**** TASK MATERIAL ****

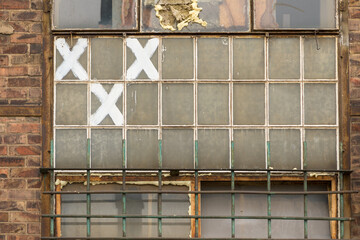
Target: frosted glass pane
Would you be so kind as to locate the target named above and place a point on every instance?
(82, 59)
(130, 58)
(284, 58)
(96, 104)
(178, 104)
(106, 148)
(142, 149)
(321, 149)
(142, 104)
(320, 103)
(71, 148)
(106, 58)
(71, 104)
(178, 58)
(213, 147)
(285, 149)
(249, 58)
(213, 58)
(249, 104)
(249, 149)
(284, 104)
(178, 148)
(320, 64)
(213, 104)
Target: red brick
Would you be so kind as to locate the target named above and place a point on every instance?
(12, 228)
(24, 127)
(24, 172)
(11, 162)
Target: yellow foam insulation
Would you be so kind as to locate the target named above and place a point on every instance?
(178, 13)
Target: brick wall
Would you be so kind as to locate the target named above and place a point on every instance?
(21, 56)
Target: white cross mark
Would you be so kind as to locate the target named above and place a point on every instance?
(71, 59)
(143, 56)
(108, 106)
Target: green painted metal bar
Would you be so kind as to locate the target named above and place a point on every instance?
(160, 189)
(232, 194)
(88, 196)
(124, 187)
(305, 190)
(268, 181)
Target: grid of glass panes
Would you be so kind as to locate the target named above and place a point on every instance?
(249, 90)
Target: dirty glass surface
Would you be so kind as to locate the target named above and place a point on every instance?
(213, 104)
(285, 148)
(178, 104)
(142, 104)
(106, 148)
(142, 148)
(295, 14)
(178, 58)
(320, 103)
(71, 102)
(284, 58)
(249, 60)
(94, 14)
(213, 145)
(249, 103)
(213, 58)
(284, 104)
(71, 148)
(205, 16)
(178, 148)
(106, 58)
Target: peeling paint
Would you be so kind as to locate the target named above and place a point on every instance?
(178, 13)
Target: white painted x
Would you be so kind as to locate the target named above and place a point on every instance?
(108, 106)
(71, 59)
(143, 56)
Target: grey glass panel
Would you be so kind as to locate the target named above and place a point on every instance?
(178, 104)
(142, 104)
(321, 149)
(284, 58)
(178, 148)
(320, 103)
(94, 14)
(248, 57)
(249, 149)
(213, 148)
(220, 15)
(71, 148)
(249, 104)
(178, 58)
(213, 104)
(106, 58)
(284, 104)
(142, 149)
(96, 104)
(130, 58)
(320, 64)
(285, 149)
(213, 58)
(106, 148)
(82, 59)
(71, 104)
(293, 14)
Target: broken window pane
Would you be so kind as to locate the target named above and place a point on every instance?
(195, 15)
(95, 14)
(295, 14)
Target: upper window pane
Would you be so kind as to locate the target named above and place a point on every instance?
(95, 14)
(295, 14)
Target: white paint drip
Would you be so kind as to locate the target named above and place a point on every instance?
(108, 104)
(142, 61)
(71, 58)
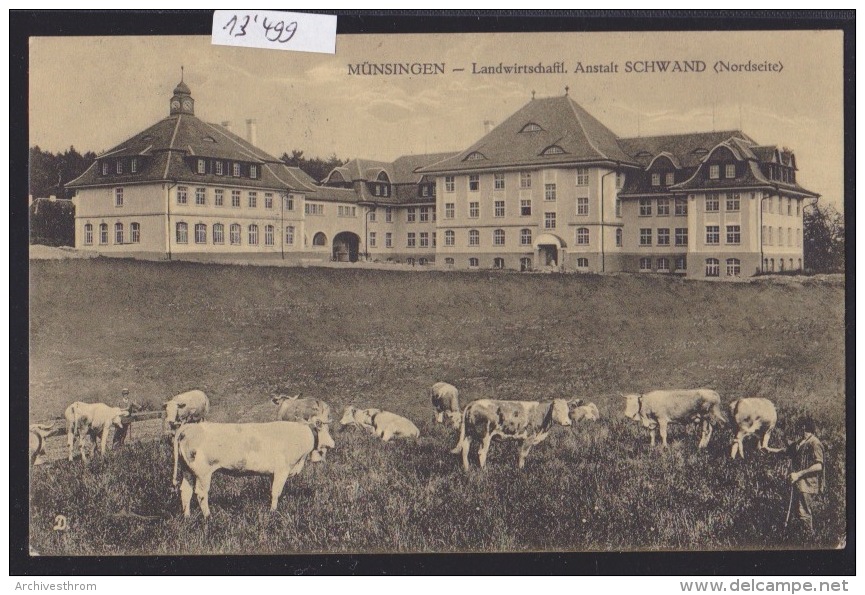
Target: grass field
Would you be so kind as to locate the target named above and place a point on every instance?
(379, 338)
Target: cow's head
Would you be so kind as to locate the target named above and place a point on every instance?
(632, 407)
(325, 440)
(560, 412)
(173, 410)
(277, 400)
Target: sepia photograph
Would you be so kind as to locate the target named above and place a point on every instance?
(437, 293)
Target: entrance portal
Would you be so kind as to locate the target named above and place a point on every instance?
(345, 247)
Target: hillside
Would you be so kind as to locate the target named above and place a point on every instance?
(381, 337)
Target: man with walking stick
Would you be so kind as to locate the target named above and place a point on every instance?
(806, 478)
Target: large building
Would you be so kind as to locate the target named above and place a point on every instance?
(550, 187)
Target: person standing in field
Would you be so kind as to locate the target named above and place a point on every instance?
(807, 478)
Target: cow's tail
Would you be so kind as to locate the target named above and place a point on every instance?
(716, 414)
(174, 478)
(461, 440)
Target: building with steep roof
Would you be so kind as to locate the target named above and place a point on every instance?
(551, 187)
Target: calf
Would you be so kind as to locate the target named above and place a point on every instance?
(446, 403)
(38, 434)
(578, 411)
(278, 448)
(91, 419)
(189, 407)
(656, 409)
(527, 421)
(752, 415)
(304, 410)
(384, 424)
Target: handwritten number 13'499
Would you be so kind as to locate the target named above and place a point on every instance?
(277, 31)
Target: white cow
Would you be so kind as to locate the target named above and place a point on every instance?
(91, 419)
(304, 410)
(658, 408)
(530, 422)
(446, 402)
(189, 407)
(278, 448)
(384, 424)
(752, 415)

****

◆ TASK TO COMPLETE ◆
Write out, unchanged, the rows from the line containing "Target: sepia photograph" through the last line of the rows, including both of those lines.

◆ SOLUTION ◆
Target: sepia photograph
Would you be so kind as to locate the target named above and place a point on every instance?
(437, 293)
Target: entrance portal
Would you be so kind as to locate the target named above and place a point on every instance?
(345, 247)
Target: hillside
Would you be so kind as to locate the target named above and place a point on every instance?
(381, 337)
Target: man with walking stick
Would you be so kind as to locate the target named above and place a point on every instance?
(806, 478)
Target: large building
Would you be so kind as to locate the target named above and place a point on every instance?
(550, 187)
Target: person standing in field
Would you be so kind as to locate the target named above and place a point on every instance?
(807, 478)
Target: cow's tail
Would you be so kind as to locate the target named above and place a point on every instance?
(716, 414)
(174, 478)
(461, 440)
Target: building with steep roof
Would you be so kind as to locate the target named above and place a point on every instance?
(551, 187)
Target: calf
Would you be so kind as to locate the target named above and place a point on every instance?
(446, 403)
(38, 434)
(578, 411)
(278, 448)
(91, 419)
(189, 407)
(656, 409)
(527, 421)
(752, 415)
(304, 410)
(384, 424)
Target: handwritten number 13'499
Would you be so kind as to locate the target named above and place a point on every instance?
(277, 31)
Target: white cow
Would you be so kind as to locate the target named above and place a point on every instance?
(91, 419)
(304, 410)
(658, 408)
(530, 422)
(446, 402)
(189, 407)
(278, 448)
(384, 424)
(752, 415)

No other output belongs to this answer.